| Given task 1 |
In the forum thread about dog bites, what source does One_Girl name for her claim that most dogs who bite once will bite again?

| Supplied passage |
● ● ● ●
Where are you getting those stats from? "Most dogs who bite once will bite again?" There are so many variables with the above statement I don't know where to start! With young kids and ANY animals, there must be supervision. Why? because little kids like to pull, hit, play rough, etc. THAT can be a big reason why dogs bite.

Many, many years ago, my dad's dog bit a kid (not badly) who tried to take the dog's food away







. He got nipped. That dog never bit a person, EVER again. He bit for a reason, his food was being threatened.

Ask a vet why they wear protective gloves or muzzle dogs during some procedures. becauise they don't want to get nipped by a dog that most likely has never bitten anyone. But stick a sweet dog in a vet's examining room and fear takes over.

I also am saddened by some of the responses in this thread. My child is my world and he is my first priority. I would die for him. But good grief, he certainly spent a bit of time pulling on my cats tails until my repetitive teaching showed him gentle hands. If he would have gotten a cat bite or scratch, I would have been very upset but doubtful would have killed my cat over it! Each situation is different. I would never, ever have an aggressive animal in my home with my DS. Not going to happen. I think that is the first line of defense in protecting our kids.


----------



## One_Girl (Feb 8, 2008)

Quote:


Originally Posted by *Latte Mama* 
Where are you getting those stats from? "Most dogs who bite once will bite again?" There are so many variables with the above statement I don't know where to start! With young kids and ANY animals, there must be supervision. Why? because little kids like to pull, hit, play rough, etc. THAT can be a big reason why dogs bite.

Many, many years ago, my dad's dog bit a kid (not badly) who tried to take the dog's food away







. He got nipped. That dog never bit a person, EVER again. He bit for a reason, his food was being threatened.

Ask a vet why they wear protective gloves or muzzle dogs during some procedures. becauise they don't want to get nipped by a dog that most likely has never bitten anyone. But stick a sweet dog in a vet's examining room and fear takes over.

I also am saddened by some of the responses in this thread. My child is my world and he is my first priority. I would die for him. But good grief, he certainly spent a bit of time pulling on my cats tails until my repetitive teaching showed him gentle hands. If he would have gotten a cat bite or scratch, I would have been very upset but doubtful would have killed my cat over it! Each situation is different. I would never, ever have an aggressive animal in my home with my DS. Not going to happen. I think that is the first line of defense in protecting our kids.

I posted where I got them in the post right above yours, The Humane Society. My mother volunteered there a lot there when I was a kid. Our vet also told us we needed to put our dog down after he bit my step dad once for this same reason. A cat is very unlikely to murder a child, dogs do. I have never had a dog who had to be muzzled at the vets (she does put a muzzle on some cats but my friend goes to a vet who is horrified by vets who are put muzzles on any animal). Our dogs have always loved going to the vets office. If your dogs are scared of your vet then I think you should find a new vet.


----------



## Subhuti (Feb 18, 2005)

Quote:


Originally Posted by *lonegirl* 
What was the situation leading to the bite? Yes it matters to me on making a decision.
Even the most tolerant/docile dog can be tormented to the extreme and have a breaking point...


When I was about 7 or so, I got in my Welsh Terrier's face .. and growled. He did a warning growl, and I got closer and growled more. He growled more ... and I came in even closer and growled ... and he bit me right on the face.
● ● ● ●
| Given task 2 |
Lay out everything in the rows from their start down to the line containing "357], [379, 358]]" as a JSON list of strings, one string per line, with blank lines left out.
● ● ● ●
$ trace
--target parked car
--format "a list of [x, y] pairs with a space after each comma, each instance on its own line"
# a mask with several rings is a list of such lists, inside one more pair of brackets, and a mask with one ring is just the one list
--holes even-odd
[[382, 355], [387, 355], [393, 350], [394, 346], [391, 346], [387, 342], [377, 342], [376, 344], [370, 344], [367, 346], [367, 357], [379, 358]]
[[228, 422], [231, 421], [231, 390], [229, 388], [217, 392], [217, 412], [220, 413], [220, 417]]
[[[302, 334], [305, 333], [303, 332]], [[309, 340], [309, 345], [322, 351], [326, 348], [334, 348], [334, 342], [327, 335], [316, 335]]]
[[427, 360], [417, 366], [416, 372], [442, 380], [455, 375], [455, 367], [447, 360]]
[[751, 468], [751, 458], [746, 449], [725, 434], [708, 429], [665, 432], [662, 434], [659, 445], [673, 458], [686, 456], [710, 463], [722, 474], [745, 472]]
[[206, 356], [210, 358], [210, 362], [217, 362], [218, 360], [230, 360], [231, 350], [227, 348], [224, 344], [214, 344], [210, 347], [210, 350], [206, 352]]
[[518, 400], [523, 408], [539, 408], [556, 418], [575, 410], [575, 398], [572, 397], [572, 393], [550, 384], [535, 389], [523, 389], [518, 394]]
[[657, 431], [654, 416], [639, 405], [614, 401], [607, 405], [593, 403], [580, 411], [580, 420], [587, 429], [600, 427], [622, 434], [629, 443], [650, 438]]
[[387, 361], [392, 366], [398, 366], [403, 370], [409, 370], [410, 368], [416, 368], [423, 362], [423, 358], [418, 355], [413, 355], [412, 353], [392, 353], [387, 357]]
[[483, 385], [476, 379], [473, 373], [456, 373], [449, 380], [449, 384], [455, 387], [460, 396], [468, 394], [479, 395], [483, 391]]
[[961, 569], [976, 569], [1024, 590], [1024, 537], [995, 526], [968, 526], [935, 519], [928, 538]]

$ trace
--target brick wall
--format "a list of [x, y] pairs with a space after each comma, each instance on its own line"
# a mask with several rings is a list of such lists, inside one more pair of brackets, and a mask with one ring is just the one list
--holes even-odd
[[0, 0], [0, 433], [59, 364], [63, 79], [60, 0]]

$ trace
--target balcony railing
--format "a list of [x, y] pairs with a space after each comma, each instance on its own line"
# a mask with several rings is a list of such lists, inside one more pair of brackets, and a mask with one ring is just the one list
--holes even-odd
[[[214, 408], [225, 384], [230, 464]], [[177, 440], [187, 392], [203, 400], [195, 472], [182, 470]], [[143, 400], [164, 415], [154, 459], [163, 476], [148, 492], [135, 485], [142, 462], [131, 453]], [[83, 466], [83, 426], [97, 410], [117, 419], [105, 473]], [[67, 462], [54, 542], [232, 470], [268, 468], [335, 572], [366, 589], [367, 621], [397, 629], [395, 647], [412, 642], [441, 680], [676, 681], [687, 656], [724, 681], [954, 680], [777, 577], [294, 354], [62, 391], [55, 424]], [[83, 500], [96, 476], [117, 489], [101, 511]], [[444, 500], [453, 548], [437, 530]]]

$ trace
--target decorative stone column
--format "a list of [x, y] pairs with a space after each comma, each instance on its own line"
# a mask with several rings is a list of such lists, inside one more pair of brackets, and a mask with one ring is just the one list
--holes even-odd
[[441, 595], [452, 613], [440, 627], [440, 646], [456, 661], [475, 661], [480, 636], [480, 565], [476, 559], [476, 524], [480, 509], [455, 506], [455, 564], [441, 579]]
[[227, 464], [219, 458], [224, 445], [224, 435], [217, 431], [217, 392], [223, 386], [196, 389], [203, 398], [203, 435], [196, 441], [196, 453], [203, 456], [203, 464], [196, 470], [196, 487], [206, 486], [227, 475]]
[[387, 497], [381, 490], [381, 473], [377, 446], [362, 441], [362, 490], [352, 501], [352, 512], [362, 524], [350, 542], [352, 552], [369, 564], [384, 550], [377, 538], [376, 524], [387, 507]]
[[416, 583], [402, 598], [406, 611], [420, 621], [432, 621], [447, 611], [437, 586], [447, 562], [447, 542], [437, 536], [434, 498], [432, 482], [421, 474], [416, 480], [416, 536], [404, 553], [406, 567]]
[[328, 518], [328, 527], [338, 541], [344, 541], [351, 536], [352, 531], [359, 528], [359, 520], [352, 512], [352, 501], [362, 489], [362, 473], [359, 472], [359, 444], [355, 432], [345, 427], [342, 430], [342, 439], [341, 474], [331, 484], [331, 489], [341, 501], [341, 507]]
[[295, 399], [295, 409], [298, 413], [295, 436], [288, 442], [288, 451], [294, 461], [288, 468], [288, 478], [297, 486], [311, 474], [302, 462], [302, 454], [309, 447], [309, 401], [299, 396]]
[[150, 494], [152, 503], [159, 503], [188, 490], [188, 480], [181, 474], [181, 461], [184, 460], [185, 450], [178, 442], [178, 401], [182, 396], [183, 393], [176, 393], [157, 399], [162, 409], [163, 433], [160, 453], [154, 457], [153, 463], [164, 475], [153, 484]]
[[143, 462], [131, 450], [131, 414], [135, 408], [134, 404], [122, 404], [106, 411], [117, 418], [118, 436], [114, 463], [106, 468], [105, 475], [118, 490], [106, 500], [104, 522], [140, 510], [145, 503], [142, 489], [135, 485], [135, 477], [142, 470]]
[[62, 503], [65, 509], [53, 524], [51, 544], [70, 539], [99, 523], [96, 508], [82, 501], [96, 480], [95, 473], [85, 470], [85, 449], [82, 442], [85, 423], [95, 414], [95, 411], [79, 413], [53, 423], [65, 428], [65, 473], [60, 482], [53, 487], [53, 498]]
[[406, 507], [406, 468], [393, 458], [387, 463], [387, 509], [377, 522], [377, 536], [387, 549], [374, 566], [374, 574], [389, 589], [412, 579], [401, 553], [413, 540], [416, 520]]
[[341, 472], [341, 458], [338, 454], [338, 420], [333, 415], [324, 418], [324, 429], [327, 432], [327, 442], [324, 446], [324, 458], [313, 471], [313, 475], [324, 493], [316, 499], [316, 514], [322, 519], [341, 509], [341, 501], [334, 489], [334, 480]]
● ● ● ●
| Response 1 |
The Humane Society.

| Response 2 |
[
  "$ trace",
  "--target parked car",
  "--format \"a list of [x, y] pairs with a space after each comma, each instance on its own line\"",
  "# a mask with several rings is a list of such lists, inside one more pair of brackets, and a mask with one ring is just the one list",
  "--holes even-odd",
  "[[382, 355], [387, 355], [393, 350], [394, 346], [391, 346], [387, 342], [377, 342], [376, 344], [370, 344], [367, 346], [367, 357], [379, 358]]"
]